Work to complete »
Give back each entry verbatim.

Data supplied »

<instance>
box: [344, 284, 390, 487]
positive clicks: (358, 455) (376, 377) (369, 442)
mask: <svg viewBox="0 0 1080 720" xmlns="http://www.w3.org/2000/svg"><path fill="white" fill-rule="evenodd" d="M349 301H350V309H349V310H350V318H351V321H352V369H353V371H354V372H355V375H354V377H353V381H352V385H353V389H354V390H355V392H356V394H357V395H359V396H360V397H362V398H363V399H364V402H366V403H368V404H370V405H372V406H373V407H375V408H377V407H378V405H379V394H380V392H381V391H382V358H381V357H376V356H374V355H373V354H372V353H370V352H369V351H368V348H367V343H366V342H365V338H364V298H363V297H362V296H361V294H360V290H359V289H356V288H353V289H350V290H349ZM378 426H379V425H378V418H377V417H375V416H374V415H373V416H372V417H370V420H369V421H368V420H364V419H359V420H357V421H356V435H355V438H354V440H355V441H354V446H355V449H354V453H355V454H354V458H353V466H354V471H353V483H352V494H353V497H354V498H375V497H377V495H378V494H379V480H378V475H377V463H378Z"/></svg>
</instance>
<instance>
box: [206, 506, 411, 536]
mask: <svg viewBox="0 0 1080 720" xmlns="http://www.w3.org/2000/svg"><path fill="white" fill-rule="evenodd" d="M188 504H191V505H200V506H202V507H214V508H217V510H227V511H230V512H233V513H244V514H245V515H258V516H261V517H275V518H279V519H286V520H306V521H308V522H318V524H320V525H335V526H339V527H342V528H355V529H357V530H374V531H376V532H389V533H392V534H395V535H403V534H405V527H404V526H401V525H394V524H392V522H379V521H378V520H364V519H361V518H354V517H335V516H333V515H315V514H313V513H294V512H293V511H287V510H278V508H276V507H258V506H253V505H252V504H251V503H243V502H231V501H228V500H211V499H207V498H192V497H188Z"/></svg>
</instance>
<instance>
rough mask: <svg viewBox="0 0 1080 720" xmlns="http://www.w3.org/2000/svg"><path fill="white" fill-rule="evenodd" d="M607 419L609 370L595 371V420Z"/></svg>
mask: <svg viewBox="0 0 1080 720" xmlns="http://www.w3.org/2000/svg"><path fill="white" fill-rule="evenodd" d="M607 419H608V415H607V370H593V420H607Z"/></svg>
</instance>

Output for this task »
<instance>
box: [344, 284, 390, 487]
positive clicks: (358, 455) (376, 377) (369, 442)
mask: <svg viewBox="0 0 1080 720" xmlns="http://www.w3.org/2000/svg"><path fill="white" fill-rule="evenodd" d="M349 301H350V309H349V310H350V318H351V321H352V369H353V371H354V372H355V375H354V377H353V381H352V385H353V389H354V390H355V392H356V394H357V395H359V396H360V397H362V398H363V399H364V402H366V403H368V404H370V405H372V406H373V407H375V408H377V407H378V405H379V394H380V392H381V391H382V358H381V357H376V356H374V355H373V354H372V353H370V352H369V351H368V348H367V343H366V342H365V338H364V298H363V297H362V296H361V294H360V290H359V289H356V288H353V289H350V290H349ZM378 426H379V425H378V418H377V417H375V416H374V415H373V416H372V417H370V420H369V421H368V420H364V419H359V420H357V421H356V435H355V438H354V440H355V441H354V446H355V449H354V453H355V454H354V458H353V466H354V471H353V483H352V494H353V497H354V498H375V497H377V495H378V494H379V480H378V475H377V463H378Z"/></svg>
</instance>
<instance>
box: [206, 506, 411, 536]
mask: <svg viewBox="0 0 1080 720" xmlns="http://www.w3.org/2000/svg"><path fill="white" fill-rule="evenodd" d="M188 504H191V505H200V506H202V507H214V508H217V510H227V511H230V512H233V513H244V514H245V515H258V516H261V517H275V518H279V519H286V520H306V521H308V522H318V524H320V525H335V526H339V527H342V528H355V529H357V530H374V531H376V532H389V533H392V534H395V535H403V534H405V527H404V526H401V525H394V524H392V522H379V521H378V520H364V519H361V518H354V517H335V516H333V515H315V514H313V513H294V512H293V511H287V510H278V508H276V507H258V506H253V505H252V504H251V503H243V502H231V501H228V500H211V499H207V498H192V497H188Z"/></svg>
</instance>
<instance>
rough mask: <svg viewBox="0 0 1080 720" xmlns="http://www.w3.org/2000/svg"><path fill="white" fill-rule="evenodd" d="M607 419L609 370L595 371V420Z"/></svg>
mask: <svg viewBox="0 0 1080 720" xmlns="http://www.w3.org/2000/svg"><path fill="white" fill-rule="evenodd" d="M607 419H608V415H607V370H593V420H607Z"/></svg>
</instance>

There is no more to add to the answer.